> **Trecho selecionado**:
——

Terminei meu último texto com uma pergunta: entre individualismo relativista e populismo autoritário, como resolver o dilema no interior da democracia? Essa pergunta diz respeito aos princípios de uma ordem democrática. Afinal, a democracia é expressão de uma vontade coletiva ou a garantia de direitos a minorias? Tal problema não muda o fato de que o âmbito essencial da política é a soberania. Quem, em última instância, tem o poder de tomar decisões políticas?
Eu começaria com uma declaração de fé – obviamente não de uma fé religiosa: a garantia da democracia depende de crenças nas instituições democráticas. E vale ressaltar a consciência de que não pode haver esperanças de que instituições democráticas tragam o reino dos céus aqui para a terra, pois isso seria a perversão da política. Instituições democráticas apresentam-se como mediadoras de conflitos e, em virtude desta finalidade, seus princípios precisam ser universais. Pelo menos os princípios de dignidade e liberdade.
Ou seja: não se trata apenas de elementos formais, vazios em termos de conteúdo de uma comunidade moral, um palco neutro em que os conflitos ideológicos ocorrem sem ferir ninguém. Mais do que isso, instituições democráticas mediadoras são substantivas justamente por sustentar o princípio de dignidade e da liberdade de cada ser humano que compartilha sua vida em sociedade.
Infelizmente, os autoritários desejam combater fake news com a força do porrete e não com a força da informação e do diálogo
Nesse sentido, a democracia deve se opor a toda forma de adversidade ideológica que se dá pelo embate delirante do “nós” contra “eles” enquanto aniquilação do adversário como o mal. Na democracia nenhum adversário deverá ter a sua dignidade pessoal diminuída. O sentido das relações democráticas não pode ser apocalíptico. Se as ideias dos meus adversários ameaçam a estrutura do sistema democrático, então são suas ideias que precisam ser corrigidas. Há gente que acha que os outros devem ser aniquilados para que suas ideias impuras não contaminem a ordem social.
Ora, um dos grandes problemas da democracia, portanto, é a comunicação. Noutras palavras: o alicerce de toda ordem democrática é a capacidade humana de se comunicar e se direcionar à verdade. Não à toa, desde pelo menos Platão o núcleo da fragilidade democrática é precisamente a linguagem. A força – bem como a fraqueza – da democracia não está no porrete, mas na palavra.
A noção de que precisamos combater fake news – inverdades que circulam no espaço democrático com potencial de criar certo grau de desordem – é um exemplo de que o problema central da democracia é a comunicação. Infelizmente, os autoritários desejam combater fake news com a força do porrete e não com a força da informação e do diálogo.

——

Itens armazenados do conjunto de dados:
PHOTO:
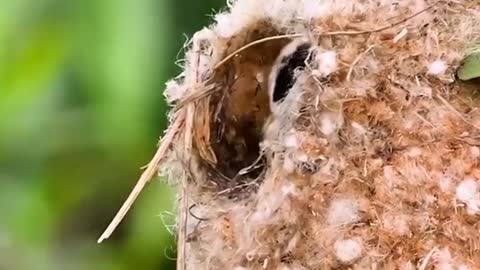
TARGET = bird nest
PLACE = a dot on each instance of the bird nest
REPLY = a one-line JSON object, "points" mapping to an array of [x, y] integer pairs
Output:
{"points": [[327, 135]]}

——

> **O que fazer**: Transcreva sem alterações a parte do texto sobre democracia que começa em “Eu começaria com” e termina em “dignidade e liberdade.”.

> **Resultado do exercício**:
Eu começaria com uma declaração de fé – obviamente não de uma fé religiosa: a garantia da democracia depende de crenças nas instituições democráticas. E vale ressaltar a consciência de que não pode haver esperanças de que instituições democráticas tragam o reino dos céus aqui para a terra, pois isso seria a perversão da política. Instituições democráticas apresentam-se como mediadoras de conflitos e, em virtude desta finalidade, seus princípios precisam ser universais. Pelo menos os princípios de dignidade e liberdade.